Gezeigter Textauszug:

================

Wie sehr Schatten eine Fassade kühlen kann, zeigt eine Wärmebildaufnahme des Hauses der Familie Zürcher-Budmiger im luzernischen St. Erhard: im beschatteten Teil beträgt die Oberflächentemperatur 33,7 Grad, im besonnten bei 53,9 Grad. Das Ehepaar hat Kristijan Moser angeschrieben, weil es trotz Minergiebau im Sommer die Hitze nicht loswird.

Hitze im Minergiehaus

Da beide Durchzug gar nicht mögen, ist die Kühlung der Innenräume durch Lüften während der Nacht nur beschränkt eine Option. Aktuell bleibt die Hitze im Giebel zudem gestaut, weil die Fenster, über die die Luft ins Freie strömen könnte, zu tief liegen. «Ein automatisiertes Fenster weiter oben könnte eventuell Abhilfe schaffen», vermutet Moser. «Damit sich die Investition tatsächlich lohnt, müsste man vorgängig genauere Messungen durchführen, um die Luftströmungen zu beurteilen.»

Südseitig ist das Giebeldach durch die Solar- und Photovoltaikanlage komplett eingedeckt, Fenster könnten also einzig nordseitig eingebaut werden. Um das Aufheizen des Gebäudes zu verlangsamen, schlägt Moser auch in diesem Fall vor, die Fassade zu begrünen. Prüfenswert seien zudem technische Lösungen. Das 2004 erstellte Einfamilienhaus verfügt über eine automatisierte Lüftung. Je nach Modell lassen sich solche Lüftungen aufrüsten, sodass die ins Haus strömende Frischluft mit gesammeltem Regenwasser gekühlt wird (adiabate Abluftkühlung). Moser: «Hier gilt es nachzuforschen, wo die technische Entwicklung des verwendeten Systems derzeit steht.» Eine weitere Option wäre das sogenannte Freecooling. Dabei nutzt man das Erdreich als Kältereservoir. Um die Kühle zu nutzen, sind zusätzliche technische Einbauten nötig. Eine dritte Möglichkeit: Die Familie heizt mit einer Luft- Wasserwärmepumpe. Solche Wärmepumpen können auch zur Kühlung eingesetzt werden. «Vereinfacht gesagt, lässt man diese dann rückwärts laufen», erklärt Moser. «Eine genauere Machbarkeitsprüfung könnte zeigen, wie sehr man für solche technischen Lösungsansätze in die Struktur des Gebäudes eingreifen müsste.»

================

Quellenmaterial:

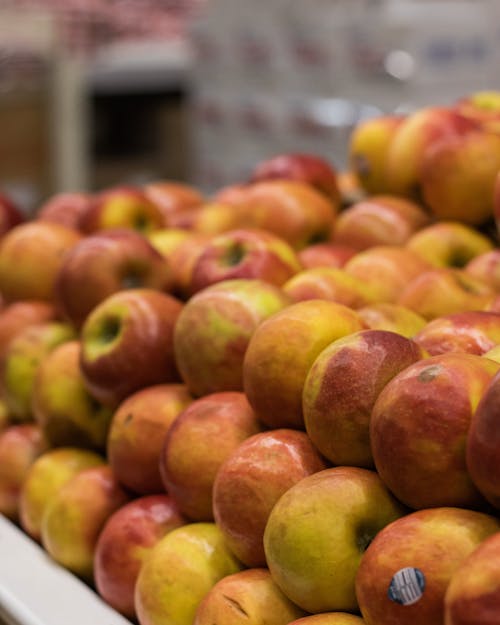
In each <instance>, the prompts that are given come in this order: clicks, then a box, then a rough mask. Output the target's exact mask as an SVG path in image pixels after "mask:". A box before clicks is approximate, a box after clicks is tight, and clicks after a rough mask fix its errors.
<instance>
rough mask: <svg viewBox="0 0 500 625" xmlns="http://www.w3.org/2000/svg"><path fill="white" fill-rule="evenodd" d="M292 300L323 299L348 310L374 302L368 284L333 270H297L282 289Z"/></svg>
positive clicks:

================

Anweisung 1: Geben Sie aus dem Text über das Minergiehaus den Abschnitt wörtlich wieder, der mit den Worten „Wie sehr Schatten“ beginnt und mit „Hitze nicht loswird.“ endet.
Anweisung 2: In welchem Jahr wurde das Einfamilienhaus laut dem Text über das Minergiehaus erstellt?

Antwort 1:
Wie sehr Schatten eine Fassade kühlen kann, zeigt eine Wärmebildaufnahme des Hauses der Familie Zürcher-Budmiger im luzernischen St. Erhard: im beschatteten Teil beträgt die Oberflächentemperatur 33,7 Grad, im besonnten bei 53,9 Grad. Das Ehepaar hat Kristijan Moser angeschrieben, weil es trotz Minergiebau im Sommer die Hitze nicht loswird.

Antwort 2: Das Einfamilienhaus wurde 2004 erstellt.